§ Task directions
Transcribe the listing below word for word.

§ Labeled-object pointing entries
* start *

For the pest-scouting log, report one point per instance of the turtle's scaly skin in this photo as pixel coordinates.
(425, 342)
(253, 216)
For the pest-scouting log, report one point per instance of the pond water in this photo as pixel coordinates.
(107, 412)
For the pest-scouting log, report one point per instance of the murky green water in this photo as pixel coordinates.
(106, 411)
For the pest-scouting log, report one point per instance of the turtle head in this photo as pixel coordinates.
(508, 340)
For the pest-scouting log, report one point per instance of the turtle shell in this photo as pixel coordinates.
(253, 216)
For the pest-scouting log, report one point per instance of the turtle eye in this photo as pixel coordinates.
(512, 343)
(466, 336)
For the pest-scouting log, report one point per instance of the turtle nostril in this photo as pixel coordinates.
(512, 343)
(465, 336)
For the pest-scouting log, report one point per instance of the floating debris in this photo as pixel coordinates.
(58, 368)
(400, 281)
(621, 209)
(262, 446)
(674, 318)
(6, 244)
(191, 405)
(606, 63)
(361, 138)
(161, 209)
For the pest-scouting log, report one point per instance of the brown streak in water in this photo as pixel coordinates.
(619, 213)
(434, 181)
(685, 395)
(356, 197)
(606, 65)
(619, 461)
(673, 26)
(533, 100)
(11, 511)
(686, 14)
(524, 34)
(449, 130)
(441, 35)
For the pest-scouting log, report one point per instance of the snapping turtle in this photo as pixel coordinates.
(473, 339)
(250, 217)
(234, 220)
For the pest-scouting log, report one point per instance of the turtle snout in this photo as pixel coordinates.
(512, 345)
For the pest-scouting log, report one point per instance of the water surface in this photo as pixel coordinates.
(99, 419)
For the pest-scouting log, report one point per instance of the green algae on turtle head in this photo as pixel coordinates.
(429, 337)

* end *

§ Result
For the pest-scouting log, report one point per instance of the turtle's scaly skin in this photo as pixel coordinates.
(425, 342)
(253, 216)
For the pest-scouting log, report one point per instance of the pond water in this photo as pixel coordinates.
(107, 412)
For the pest-scouting log, report one point per instance of the murky green water in this photo as pixel coordinates.
(106, 411)
For the pest-scouting log, report one point per instance of the turtle head in this photo as pixel coordinates.
(508, 340)
For the pest-scouting log, report one point per instance of the turtle shell in this photo as pixel coordinates.
(253, 216)
For the pest-scouting log, report one point per instance of the turtle eye in this photo as pixel coordinates.
(512, 343)
(466, 336)
For the pest-scouting log, report one point per instance of the turtle nostril in this photo as pixel coordinates.
(512, 343)
(465, 336)
For the pest-scouting log, report one point per instance of the floating debris in this photo as pixel coordinates.
(58, 368)
(400, 281)
(621, 209)
(262, 446)
(674, 318)
(6, 244)
(191, 405)
(606, 63)
(361, 138)
(161, 209)
For the pest-scouting log, report one point per instance of the brown streak in water in this photo as pixel coordinates.
(619, 213)
(434, 181)
(685, 395)
(356, 197)
(606, 65)
(619, 461)
(673, 26)
(533, 100)
(11, 511)
(686, 14)
(524, 34)
(449, 130)
(441, 35)
For the pest-scouting log, report one point per instance of the snapping turtle in this photo as pixel coordinates.
(473, 339)
(250, 217)
(234, 220)
For the pest-scouting log, report one point per instance of the turtle snout in this photo as pixel coordinates.
(512, 345)
For the pest-scouting log, report one point per instance of the water surface in this photo as pixel coordinates.
(99, 419)
For the pest-scouting log, report one point per instance of the green algae on turtle head in this photo as pixel coordinates.
(429, 337)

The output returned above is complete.